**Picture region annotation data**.
#####

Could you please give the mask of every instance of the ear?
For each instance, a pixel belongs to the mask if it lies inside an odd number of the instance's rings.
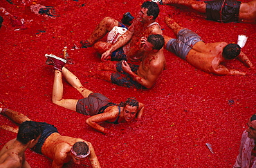
[[[153,20],[154,17],[152,15],[149,16],[149,20]]]

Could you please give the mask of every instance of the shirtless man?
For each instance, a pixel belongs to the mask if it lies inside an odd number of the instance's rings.
[[[147,39],[141,38],[140,49],[134,57],[141,60],[139,66],[126,61],[100,63],[97,67],[100,71],[95,76],[122,86],[150,88],[165,66],[164,41],[161,35],[150,35]]]
[[[46,122],[31,121],[30,119],[24,114],[4,107],[0,109],[0,113],[2,115],[8,116],[18,124],[27,122],[26,121],[29,121],[33,123],[33,124],[39,126],[42,130],[42,133],[39,140],[37,139],[38,142],[33,142],[33,144],[30,143],[30,145],[28,145],[27,147],[33,147],[31,149],[32,150],[53,160],[53,168],[62,167],[64,163],[71,160],[73,160],[76,165],[80,165],[86,158],[88,158],[90,160],[92,167],[100,167],[94,149],[90,142],[80,138],[62,136],[58,133],[57,129],[53,125]],[[17,129],[8,126],[1,126],[1,128],[12,132],[17,131]],[[0,156],[1,153],[1,151]],[[21,166],[17,167],[21,167]]]
[[[65,53],[65,52],[64,52]],[[91,115],[86,123],[95,130],[109,133],[111,131],[100,125],[99,122],[118,124],[129,122],[135,119],[140,120],[144,111],[144,104],[134,97],[129,97],[119,104],[113,103],[106,96],[84,88],[79,79],[64,67],[66,60],[53,55],[46,55],[47,62],[51,62],[55,69],[52,100],[54,104]],[[84,97],[82,99],[63,98],[62,75],[66,80],[76,88]]]
[[[134,53],[137,52],[141,37],[147,37],[149,35],[153,34],[162,35],[160,26],[155,22],[158,14],[159,8],[157,3],[145,1],[142,4],[138,16],[134,19],[128,30],[120,36],[115,44],[97,42],[115,26],[125,27],[111,17],[104,18],[90,37],[81,43],[84,47],[94,44],[93,47],[95,50],[102,54],[101,60],[102,62],[127,60],[129,58],[133,59],[132,57],[135,55]]]
[[[248,120],[241,138],[239,154],[232,168],[256,167],[256,114]]]
[[[256,23],[256,0],[241,2],[237,0],[163,0],[164,5],[183,5],[205,14],[208,20],[222,23]]]
[[[165,17],[165,22],[177,35],[178,39],[165,36],[165,47],[192,66],[216,75],[245,75],[246,73],[228,69],[221,64],[237,58],[249,68],[253,68],[253,64],[237,44],[226,42],[206,44],[197,34],[181,27],[172,19]]]
[[[0,151],[0,167],[30,167],[26,160],[25,151],[37,143],[42,133],[41,128],[36,123],[28,121],[23,122],[17,131],[17,138],[8,142]]]

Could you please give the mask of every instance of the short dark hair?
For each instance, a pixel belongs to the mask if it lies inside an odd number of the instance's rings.
[[[129,105],[131,106],[136,106],[138,108],[138,102],[136,98],[130,97],[126,100],[125,102],[122,102],[120,104],[120,106],[125,106],[126,105]]]
[[[26,144],[32,140],[36,140],[42,134],[42,128],[37,122],[25,121],[19,127],[17,140]]]
[[[76,142],[72,148],[77,155],[86,155],[89,152],[89,147],[84,142]]]
[[[159,15],[159,7],[155,2],[150,1],[145,1],[141,5],[141,8],[143,8],[147,9],[147,16],[153,16],[154,19],[156,19]]]
[[[222,52],[223,57],[228,60],[233,59],[239,55],[241,47],[236,44],[229,44],[224,47]]]
[[[161,35],[150,35],[147,37],[147,41],[153,45],[153,49],[160,50],[165,44],[165,39]]]

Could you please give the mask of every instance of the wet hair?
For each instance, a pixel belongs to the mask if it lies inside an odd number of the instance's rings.
[[[250,121],[256,120],[256,114],[253,114],[253,115],[250,117]]]
[[[147,16],[153,16],[153,19],[156,19],[156,17],[159,15],[159,7],[158,5],[152,1],[145,1],[141,5],[141,8],[147,8]]]
[[[120,103],[120,106],[125,106],[126,105],[129,105],[131,106],[136,106],[138,108],[138,102],[135,97],[130,97],[126,100],[125,102],[122,102]]]
[[[77,155],[86,155],[89,152],[89,147],[84,142],[76,142],[72,148]]]
[[[165,44],[165,39],[161,35],[150,35],[147,37],[147,41],[153,45],[153,49],[160,50]]]
[[[236,44],[229,44],[223,49],[222,55],[228,60],[233,59],[239,55],[241,47]]]
[[[25,121],[19,127],[17,140],[26,144],[32,140],[36,140],[42,134],[42,128],[37,122]]]

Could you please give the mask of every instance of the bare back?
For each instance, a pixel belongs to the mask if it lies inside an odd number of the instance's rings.
[[[256,23],[256,0],[241,3],[239,19],[242,22]]]
[[[44,142],[42,153],[52,160],[62,160],[63,163],[66,163],[71,159],[67,153],[70,152],[73,144],[78,141],[84,140],[53,133]]]
[[[155,23],[155,22],[154,22]],[[129,53],[131,48],[136,46],[143,37],[147,37],[150,35],[159,34],[163,35],[161,27],[158,24],[143,24],[138,21],[138,17],[134,20],[133,24],[129,28],[129,30],[133,32],[131,40],[123,48],[125,53],[128,57],[131,57]]]
[[[186,61],[203,71],[219,74],[219,65],[223,60],[222,51],[226,45],[226,42],[205,44],[199,41],[188,53]]]
[[[14,145],[16,139],[8,142],[0,151],[0,167],[25,167],[25,153],[19,153]]]
[[[165,67],[163,48],[157,52],[145,52],[138,69],[138,75],[144,78],[152,87]]]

#####

**REQUIRED WORK**.
Transcribe each entry above exactly, apart from the pictures.

**THE ANSWER**.
Could you please give the mask of every instance of the ear?
For each instance, a pixel belongs to the mask if it lies inside an odd number of the instance's rings.
[[[153,20],[154,17],[152,15],[149,16],[149,20]]]

Could you please give the mask of every instance of the shirtless man?
For each instance, a pixel belongs to the mask if it lies inside an odd number of the instance's rings.
[[[147,39],[141,38],[140,49],[134,57],[141,60],[139,66],[126,61],[100,63],[97,67],[100,71],[95,76],[122,86],[150,88],[165,66],[164,41],[161,35],[150,35]]]
[[[46,122],[31,121],[30,119],[24,114],[4,107],[0,109],[0,113],[2,115],[8,116],[18,124],[27,122],[26,121],[29,121],[33,123],[33,124],[39,126],[42,130],[42,133],[39,140],[37,139],[38,142],[33,142],[33,144],[30,143],[30,145],[28,145],[27,147],[33,147],[31,149],[32,150],[53,160],[53,168],[62,167],[64,163],[71,160],[73,160],[76,165],[80,165],[86,158],[88,158],[90,160],[92,167],[100,167],[94,149],[90,142],[80,138],[62,136],[58,133],[57,129],[53,125]],[[17,129],[8,126],[1,126],[1,128],[12,132],[17,131]],[[0,156],[1,153],[1,151]],[[21,166],[17,167],[21,167]]]
[[[65,53],[65,52],[64,52]],[[91,115],[86,123],[95,130],[109,133],[111,131],[100,125],[99,122],[118,124],[129,122],[135,119],[140,120],[144,111],[144,104],[134,97],[129,97],[119,104],[113,103],[106,96],[84,88],[79,79],[64,67],[66,60],[53,55],[46,55],[47,62],[51,62],[55,69],[52,100],[54,104]],[[84,97],[82,99],[63,98],[62,75],[66,80],[76,88]]]
[[[134,53],[137,52],[141,37],[147,37],[149,35],[153,34],[162,35],[160,26],[155,22],[158,14],[159,8],[157,3],[145,1],[142,4],[138,16],[134,19],[128,30],[120,36],[115,44],[97,42],[115,26],[125,27],[111,17],[104,18],[90,37],[81,43],[84,47],[94,44],[93,47],[95,50],[102,54],[101,60],[102,62],[127,60],[129,58],[133,59],[132,57],[135,55]]]
[[[248,120],[241,138],[239,154],[232,168],[256,167],[256,114]]]
[[[256,23],[256,0],[241,2],[237,0],[163,0],[164,5],[183,5],[205,14],[208,20],[222,23]]]
[[[165,17],[165,22],[177,35],[178,39],[165,36],[165,47],[192,66],[216,75],[245,75],[246,73],[228,69],[221,64],[237,58],[249,68],[253,68],[253,64],[237,44],[226,42],[206,44],[197,34],[181,27],[172,19]]]
[[[0,151],[0,167],[30,167],[26,160],[25,151],[37,143],[42,133],[41,128],[36,123],[28,121],[23,122],[17,131],[17,138],[8,142]]]

Could you please give the mask of every instance of the short dark hair?
For each instance, a pixel belongs to the mask if it lies inside an odd number of the instance's rings.
[[[129,105],[131,106],[136,106],[138,108],[138,102],[136,98],[130,97],[126,100],[125,102],[122,102],[120,104],[120,106],[125,106],[126,105]]]
[[[26,144],[32,140],[36,140],[42,134],[42,128],[37,122],[25,121],[19,127],[17,140]]]
[[[76,142],[72,148],[77,155],[86,155],[89,152],[89,147],[84,142]]]
[[[159,15],[159,7],[155,2],[150,1],[145,1],[141,5],[141,8],[143,8],[147,9],[147,16],[153,16],[154,19],[156,19]]]
[[[222,52],[223,57],[228,60],[233,59],[239,55],[241,47],[236,44],[229,44],[224,47]]]
[[[161,35],[150,35],[147,37],[147,41],[153,45],[153,49],[160,50],[165,44],[165,39]]]

Could you please give the mask of every instance of the wet hair?
For each instance, a pixel belongs to the mask if it lies inside an odd number of the instance's rings.
[[[250,121],[256,120],[256,114],[253,114],[253,115],[250,117]]]
[[[147,16],[153,16],[153,19],[156,19],[156,17],[159,15],[159,7],[158,5],[152,1],[145,1],[141,5],[141,8],[147,8]]]
[[[120,103],[120,106],[125,106],[126,105],[129,105],[131,106],[136,106],[138,108],[138,102],[135,97],[130,97],[126,100],[125,102],[122,102]]]
[[[77,155],[86,155],[89,152],[89,147],[84,142],[76,142],[72,148]]]
[[[165,44],[165,39],[161,35],[150,35],[147,37],[147,41],[153,45],[153,49],[160,50]]]
[[[236,44],[229,44],[223,49],[222,55],[228,60],[233,59],[239,55],[241,47]]]
[[[25,121],[19,127],[17,140],[26,144],[32,140],[36,140],[42,134],[42,128],[37,122]]]

Could you please give the mask of every instance of the bare back?
For each instance, a pixel belongs to the mask if it lies inside an odd number of the instance's rings.
[[[256,23],[256,0],[241,3],[239,19],[242,22]]]
[[[44,142],[42,153],[52,160],[62,160],[63,163],[66,163],[71,159],[67,153],[70,152],[73,144],[78,141],[84,140],[53,133]]]
[[[155,23],[155,22],[154,22]],[[129,53],[131,48],[136,46],[143,37],[147,37],[150,35],[159,34],[163,35],[161,27],[158,24],[143,24],[138,21],[138,17],[134,20],[133,24],[129,28],[129,30],[133,32],[131,40],[123,48],[125,53],[128,57],[131,57]]]
[[[186,61],[203,71],[219,74],[219,65],[223,60],[222,51],[226,45],[226,42],[205,44],[199,41],[188,53]]]
[[[14,145],[16,139],[8,142],[0,151],[0,167],[25,167],[25,153],[19,153]]]
[[[165,67],[163,48],[157,52],[145,52],[138,69],[138,75],[144,78],[152,87]]]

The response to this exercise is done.